*** SOURCE MATERIAL ***

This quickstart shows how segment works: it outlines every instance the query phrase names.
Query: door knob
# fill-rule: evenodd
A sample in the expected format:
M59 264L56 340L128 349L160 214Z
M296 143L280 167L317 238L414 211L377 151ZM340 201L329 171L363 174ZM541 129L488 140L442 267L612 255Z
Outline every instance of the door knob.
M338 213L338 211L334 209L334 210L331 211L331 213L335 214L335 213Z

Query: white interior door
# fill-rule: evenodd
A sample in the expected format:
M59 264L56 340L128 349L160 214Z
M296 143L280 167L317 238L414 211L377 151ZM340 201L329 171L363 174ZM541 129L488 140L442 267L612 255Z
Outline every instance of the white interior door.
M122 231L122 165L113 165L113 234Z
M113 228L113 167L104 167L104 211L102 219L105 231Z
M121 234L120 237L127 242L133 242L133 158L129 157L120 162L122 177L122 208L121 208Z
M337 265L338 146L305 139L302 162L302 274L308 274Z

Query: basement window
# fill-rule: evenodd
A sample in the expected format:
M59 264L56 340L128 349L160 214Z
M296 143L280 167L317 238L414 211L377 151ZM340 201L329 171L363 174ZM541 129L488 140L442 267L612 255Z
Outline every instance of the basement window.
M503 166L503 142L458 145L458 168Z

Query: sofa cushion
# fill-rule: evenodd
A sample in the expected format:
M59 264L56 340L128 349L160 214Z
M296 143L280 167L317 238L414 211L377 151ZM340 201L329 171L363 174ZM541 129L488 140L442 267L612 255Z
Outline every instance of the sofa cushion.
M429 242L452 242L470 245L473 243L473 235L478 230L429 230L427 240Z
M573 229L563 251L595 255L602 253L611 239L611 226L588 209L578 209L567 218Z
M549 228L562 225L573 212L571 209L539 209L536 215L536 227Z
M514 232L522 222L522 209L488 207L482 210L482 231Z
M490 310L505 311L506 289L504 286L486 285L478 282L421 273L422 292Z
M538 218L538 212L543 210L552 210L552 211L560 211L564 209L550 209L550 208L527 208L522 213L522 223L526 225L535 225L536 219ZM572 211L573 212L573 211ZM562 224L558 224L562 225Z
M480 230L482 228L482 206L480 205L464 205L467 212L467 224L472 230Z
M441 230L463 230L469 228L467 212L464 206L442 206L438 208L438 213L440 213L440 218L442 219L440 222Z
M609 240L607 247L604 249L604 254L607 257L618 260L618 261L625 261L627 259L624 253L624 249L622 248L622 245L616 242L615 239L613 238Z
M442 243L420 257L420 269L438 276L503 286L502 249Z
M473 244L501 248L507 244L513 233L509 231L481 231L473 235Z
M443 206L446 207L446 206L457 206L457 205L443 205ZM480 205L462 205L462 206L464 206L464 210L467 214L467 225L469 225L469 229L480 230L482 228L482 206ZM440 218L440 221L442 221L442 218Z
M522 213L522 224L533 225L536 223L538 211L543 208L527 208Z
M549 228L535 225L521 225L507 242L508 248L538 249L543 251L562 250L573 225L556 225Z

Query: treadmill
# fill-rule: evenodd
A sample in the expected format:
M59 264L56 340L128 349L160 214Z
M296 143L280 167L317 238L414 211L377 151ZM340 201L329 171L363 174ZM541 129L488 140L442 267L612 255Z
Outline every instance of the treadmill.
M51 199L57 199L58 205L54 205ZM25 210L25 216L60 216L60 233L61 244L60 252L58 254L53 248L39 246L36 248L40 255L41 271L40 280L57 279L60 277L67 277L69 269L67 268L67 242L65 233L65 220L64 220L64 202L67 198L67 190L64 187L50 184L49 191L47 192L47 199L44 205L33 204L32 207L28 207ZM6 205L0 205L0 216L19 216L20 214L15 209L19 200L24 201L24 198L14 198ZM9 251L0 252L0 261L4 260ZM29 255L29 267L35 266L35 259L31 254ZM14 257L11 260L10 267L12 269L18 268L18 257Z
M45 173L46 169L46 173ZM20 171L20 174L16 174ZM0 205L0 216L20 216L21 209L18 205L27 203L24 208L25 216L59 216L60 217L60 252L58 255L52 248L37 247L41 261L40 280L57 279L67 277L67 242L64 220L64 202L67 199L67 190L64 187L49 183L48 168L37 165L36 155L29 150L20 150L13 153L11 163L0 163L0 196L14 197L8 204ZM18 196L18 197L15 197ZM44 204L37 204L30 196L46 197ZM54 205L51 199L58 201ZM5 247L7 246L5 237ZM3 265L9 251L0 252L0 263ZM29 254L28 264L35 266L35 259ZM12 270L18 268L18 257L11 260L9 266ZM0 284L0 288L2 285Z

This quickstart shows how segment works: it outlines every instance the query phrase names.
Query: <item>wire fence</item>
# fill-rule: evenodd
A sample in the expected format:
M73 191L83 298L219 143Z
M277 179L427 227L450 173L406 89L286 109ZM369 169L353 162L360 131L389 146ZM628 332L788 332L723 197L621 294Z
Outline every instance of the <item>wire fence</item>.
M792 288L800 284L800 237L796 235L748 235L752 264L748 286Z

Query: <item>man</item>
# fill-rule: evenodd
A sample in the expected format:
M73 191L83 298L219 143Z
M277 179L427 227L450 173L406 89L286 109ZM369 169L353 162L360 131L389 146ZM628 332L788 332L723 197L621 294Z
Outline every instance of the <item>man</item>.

*** End of SOURCE MATERIAL ***

Copy the entries word for word. Leave nothing out.

This quickstart shows how segment works: it outlines every instance the query phrase names.
Query: door knob
# fill-rule: evenodd
A sample in the expected format:
M59 264L56 340L128 349L160 214Z
M296 143L280 167L317 238L414 211L377 151ZM340 201L329 171L363 174ZM541 129L488 140L442 267L612 255Z
Outline every instance of the door knob.
M338 213L338 211L334 209L334 210L331 211L331 213L335 214L335 213Z

Query: white interior door
# fill-rule: evenodd
A sample in the expected format:
M59 264L56 340L128 349L160 214Z
M296 143L280 167L317 238L414 211L377 151ZM340 201L329 171L363 174ZM541 129L488 140L442 267L612 255Z
Outline every instance of the white interior door.
M122 231L122 165L113 165L113 234Z
M113 228L113 167L104 167L104 211L102 219L105 231Z
M121 234L120 237L127 242L133 242L133 158L129 157L120 162L122 177L122 208L121 208Z
M337 265L338 146L305 139L302 162L302 274L308 274Z

Query: basement window
# fill-rule: evenodd
A sample in the expected format:
M59 264L56 340L128 349L160 214Z
M296 143L280 167L317 238L414 211L377 151ZM340 201L329 171L363 174ZM541 129L488 140L442 267L612 255Z
Outline every instance of the basement window.
M503 166L503 142L458 145L458 168Z

Query: sofa cushion
# fill-rule: evenodd
A sample in the expected format:
M59 264L56 340L128 349L160 214Z
M296 143L280 167L317 238L414 211L377 151ZM340 201L329 171L363 174ZM541 129L488 140L442 267L612 255Z
Outline every instance of the sofa cushion.
M429 242L452 242L470 245L473 243L473 235L478 230L429 230L427 240Z
M573 229L563 251L595 255L602 253L611 239L611 226L588 209L578 209L567 218Z
M549 228L562 225L573 212L571 209L539 209L536 215L536 227Z
M514 232L522 222L522 209L488 207L482 210L482 231Z
M490 310L505 311L506 289L504 286L486 285L478 282L421 273L422 292Z
M538 218L538 212L543 210L552 210L552 211L560 211L564 209L550 209L550 208L527 208L522 213L522 223L526 225L535 225L536 219ZM572 211L573 212L573 211ZM562 224L558 224L562 225Z
M480 230L482 228L482 206L480 205L464 205L467 212L467 224L472 230Z
M441 230L463 230L469 228L467 212L464 206L442 206L438 208L438 213L440 213L440 218L442 219L440 222Z
M609 240L607 247L604 249L604 254L607 257L618 260L618 261L625 261L627 259L624 253L624 249L622 248L622 245L616 242L615 239L613 238Z
M442 243L420 257L420 269L438 276L503 286L502 249Z
M473 244L501 248L507 244L513 233L509 231L481 231L473 235Z
M443 206L446 207L446 206L457 206L457 205L443 205ZM480 205L462 205L462 206L464 206L464 210L467 214L467 225L469 225L469 229L480 230L482 228L482 206ZM440 218L440 221L442 221L442 218Z
M522 213L522 224L533 225L536 223L538 211L543 208L527 208Z
M549 228L535 225L521 225L507 242L508 248L538 249L543 251L562 250L573 225L556 225Z

Query: treadmill
# fill-rule: evenodd
A sample in the expected format:
M59 264L56 340L128 349L160 214Z
M296 143L280 167L317 238L414 211L377 151ZM340 201L329 171L363 174ZM541 129L488 140L442 267L612 255Z
Outline every instance of the treadmill.
M51 199L57 199L58 205L54 205ZM25 210L25 216L60 216L60 233L61 244L60 252L58 254L53 248L39 246L36 248L40 255L41 271L40 280L57 279L60 277L67 277L69 269L67 268L67 242L65 233L65 220L64 220L64 202L67 198L67 190L64 187L50 184L49 191L47 192L47 199L44 205L33 204L32 207L28 207ZM6 205L0 205L0 216L19 216L20 214L15 209L19 200L24 201L24 198L14 198ZM9 251L0 252L0 261L4 260ZM29 255L29 267L35 266L35 259L31 254ZM14 257L11 260L10 267L12 269L18 268L18 257Z
M45 173L46 169L46 173ZM20 171L20 174L16 174ZM0 205L0 216L20 216L21 209L18 205L27 203L24 208L25 216L59 216L60 217L60 252L58 255L52 248L37 247L41 261L40 280L57 279L67 277L67 242L64 220L64 202L67 199L67 190L64 187L49 183L48 168L37 165L36 155L29 150L20 150L13 153L11 163L0 163L0 196L14 197L8 204ZM18 196L18 197L15 197ZM44 204L37 204L30 196L46 197ZM54 205L51 199L58 201ZM5 247L7 246L5 237ZM3 265L9 251L0 252L0 263ZM29 254L28 264L35 266L35 259ZM12 270L18 268L18 257L11 260L9 266ZM0 284L0 288L2 285Z

This quickstart shows how segment works: it outlines every instance the query phrase names.
Query: <item>wire fence</item>
# fill-rule: evenodd
A sample in the expected format:
M73 191L83 298L219 143Z
M277 179L427 227L450 173L406 89L286 109ZM369 169L353 162L360 131L389 146ZM628 332L788 332L723 197L621 294Z
Outline every instance of the <item>wire fence</item>.
M792 288L800 284L800 237L796 235L748 235L752 264L748 286Z

Query: <item>man</item>
# fill-rule: evenodd
A sample in the expected format:
M73 191L83 298L219 143Z
M277 179L427 227L450 173L406 89L286 109ZM369 169L353 162L360 131L389 146ZM628 332L788 332L723 197L621 294Z
Outline every instance of the <item>man</item>.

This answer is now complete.